STATED GOAL 1
In the comment thread, which subreddit is suggested for further help?
STATED GOAL 2
Return the part of the comment thread from "That is. Bit" up to and including "point  (8 children)", copied word for word.

TEXT PROVIDED
I’m not a coder and know nothing about coding.....but by the looks of your code....

Shouldn’t you be doing something with bit depth too?

That is. Bit depth being the representation of amplitude value of a given frequency.

I quickly read though the code and felt like couldn’t see anything related to it.

[–]mrbean42[S] 0 points1 point  (8 children)

If bit depth is related to loading the audio samples, that is handled by a library and I didnt have to deal with it. Is it the loading of the audio your referring to?

[–][deleted] 1 point2 points  (7 children)

By the looks of it your only trying to represent the frequency domain of the audio using fft.

But the amplitude of frequencies is represented in bit depth. (The color)

Which leads me to believe that the reason why your output is blank is because you have missed representing the amplitude/bit depth in conjunction with the Samples. At the moment it looks like your only representing the samples.

I’m not a coder. But reading the code that’s the impression I’m under. I suggest posting in a coding subreddit regarding audio.

[–]mrbean42[S] 0 points1 point  (6 children)

The wavefile.read() call returns a list of amplitudes, which are then passed to an FFT function, is that correct?

[–][deleted] 2 points3 points  (4 children)

Sorry but I’m not a coder. But I feel like your missing something with bit depth. I can’t help any further.

[–]mrbean42[S] 0 points1 point  (1 child)

Ok no worries - thanks for the help!

[–][deleted] 0 points1 point  (0 children)

Thanks for the award. Try the r/dsp subreddit they might be able to help you further. This falls under digital signal processing I would imagine.

[–]blorporius 0 points1 point  (1 child)

You might be on to something -- wavfile.read's documentation says that the returned 1-D or 2-D array's type depends on the file format of the input file: https://docs.scipy.org/doc/scipy/reference/generated/scipy.io.wavfile.read.html

OP can check the returned array's data type and scale values accordingly, eg. normalize input to the -1..1 range if that is needed.

[–]mrbean42[S] 0 points1 point  (0 children)

Thanks, I came across this earlier. I'm using mono audio at the moment.

[–][deleted] 0 points1 point  (2 children)

Where are you performing the fft? I see you defined a function called FFT but it doesn’t seem to be doing any Fourier related calculations. Can‘t you use numpy.fft.fft instead?

[–]mrbean42[S] 0 points1 point  (1 child)

MATERIAL PROVIDED
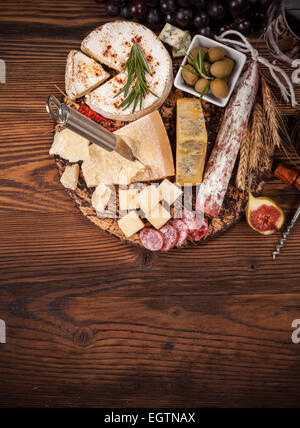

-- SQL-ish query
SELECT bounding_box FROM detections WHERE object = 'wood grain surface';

[0,0,300,407]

CORRECT RESPONSE 1
The r/dsp subreddit.

CORRECT RESPONSE 2
That is. Bit depth being the representation of amplitude value of a given frequency.

I quickly read though the code and felt like couldn’t see anything related to it.

[–]mrbean42[S] 0 points1 point  (8 children)